### THE TASK
Output all of the records exactly, word for word.

### SUPPLIED RECORDS
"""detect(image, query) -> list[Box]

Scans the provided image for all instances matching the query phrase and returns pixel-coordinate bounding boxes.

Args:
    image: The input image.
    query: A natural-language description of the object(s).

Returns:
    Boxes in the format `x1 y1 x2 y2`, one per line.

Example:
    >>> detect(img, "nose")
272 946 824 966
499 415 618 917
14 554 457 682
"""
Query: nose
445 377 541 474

### OUTPUT OF THE TASK
"""detect(image, query) -> list[Box]

Scans the provided image for all instances matching the query phrase and returns pixel-coordinate bounding boxes.

Args:
    image: The input image.
    query: A natural-language description of the object(s).

Returns:
    Boxes in the format `x1 y1 x2 y2`, one per line.

Example:
    >>> detect(img, "nose")
272 946 824 966
499 415 618 917
14 554 457 682
"""
Query: nose
445 377 541 474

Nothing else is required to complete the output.